▶ [Activity] Go through the records and count the lines where the string "china" occurs. Reply with the number only.
===== Data for this task
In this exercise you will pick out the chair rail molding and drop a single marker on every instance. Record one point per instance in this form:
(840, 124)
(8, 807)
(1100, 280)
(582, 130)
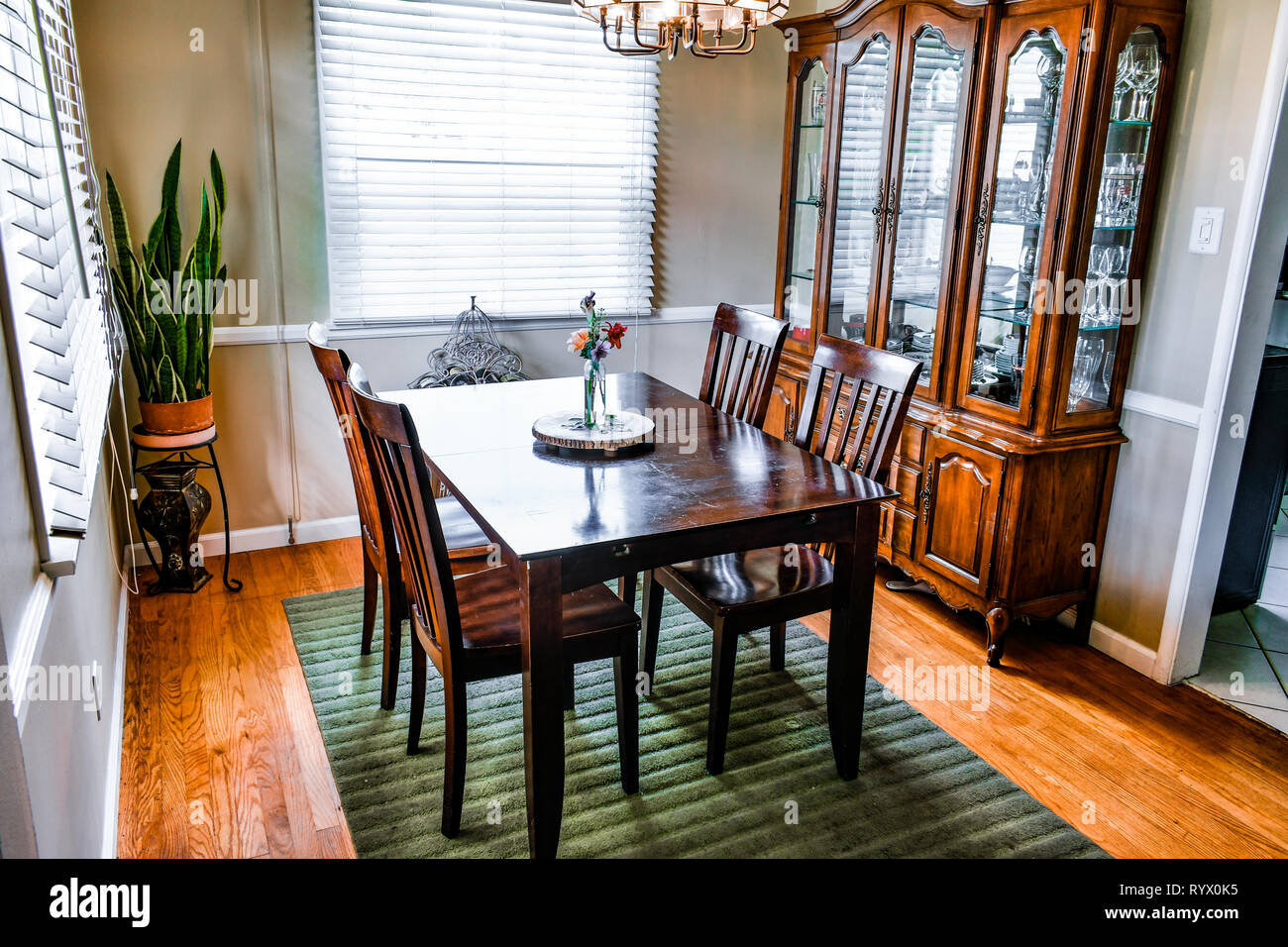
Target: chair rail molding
(1194, 570)
(1163, 408)
(295, 331)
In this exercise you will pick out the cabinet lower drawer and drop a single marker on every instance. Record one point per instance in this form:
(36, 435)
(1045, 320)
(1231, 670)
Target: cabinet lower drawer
(907, 480)
(898, 530)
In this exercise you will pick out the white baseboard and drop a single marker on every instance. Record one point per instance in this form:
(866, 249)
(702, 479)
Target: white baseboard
(262, 538)
(1124, 648)
(112, 788)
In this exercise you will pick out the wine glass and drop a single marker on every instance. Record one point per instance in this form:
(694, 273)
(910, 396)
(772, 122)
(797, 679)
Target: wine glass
(1095, 286)
(1086, 357)
(1050, 73)
(1145, 73)
(1122, 84)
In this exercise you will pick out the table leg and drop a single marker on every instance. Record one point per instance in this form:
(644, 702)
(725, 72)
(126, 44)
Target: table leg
(541, 616)
(854, 577)
(235, 583)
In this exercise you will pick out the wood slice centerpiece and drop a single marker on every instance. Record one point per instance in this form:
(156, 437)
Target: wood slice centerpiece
(570, 432)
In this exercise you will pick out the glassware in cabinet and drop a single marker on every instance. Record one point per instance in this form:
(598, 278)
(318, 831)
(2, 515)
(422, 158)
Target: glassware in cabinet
(1016, 228)
(1111, 299)
(859, 193)
(923, 214)
(806, 198)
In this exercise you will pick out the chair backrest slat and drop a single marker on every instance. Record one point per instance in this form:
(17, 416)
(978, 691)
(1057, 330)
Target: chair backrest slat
(742, 361)
(373, 509)
(404, 474)
(880, 390)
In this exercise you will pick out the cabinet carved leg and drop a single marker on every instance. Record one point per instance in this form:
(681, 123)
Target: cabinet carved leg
(999, 622)
(1082, 624)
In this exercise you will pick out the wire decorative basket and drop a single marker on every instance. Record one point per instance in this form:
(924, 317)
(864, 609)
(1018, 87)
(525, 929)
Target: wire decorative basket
(472, 355)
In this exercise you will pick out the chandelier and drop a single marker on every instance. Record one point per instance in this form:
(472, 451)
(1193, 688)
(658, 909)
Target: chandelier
(666, 26)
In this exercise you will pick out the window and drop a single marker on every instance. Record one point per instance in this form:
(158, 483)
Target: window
(487, 149)
(53, 264)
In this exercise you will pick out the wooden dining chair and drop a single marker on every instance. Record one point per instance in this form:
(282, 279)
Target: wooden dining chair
(738, 376)
(468, 547)
(469, 625)
(864, 395)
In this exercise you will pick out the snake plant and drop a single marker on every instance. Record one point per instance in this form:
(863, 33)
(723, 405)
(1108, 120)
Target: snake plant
(166, 300)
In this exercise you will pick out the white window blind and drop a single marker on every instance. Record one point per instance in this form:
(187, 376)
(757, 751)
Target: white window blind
(53, 262)
(482, 147)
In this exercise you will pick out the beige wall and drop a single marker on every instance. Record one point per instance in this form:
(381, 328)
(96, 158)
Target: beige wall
(720, 133)
(1223, 71)
(719, 171)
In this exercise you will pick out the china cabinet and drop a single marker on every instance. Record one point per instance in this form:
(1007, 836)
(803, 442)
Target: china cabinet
==========
▶ [Response to this exercise] 2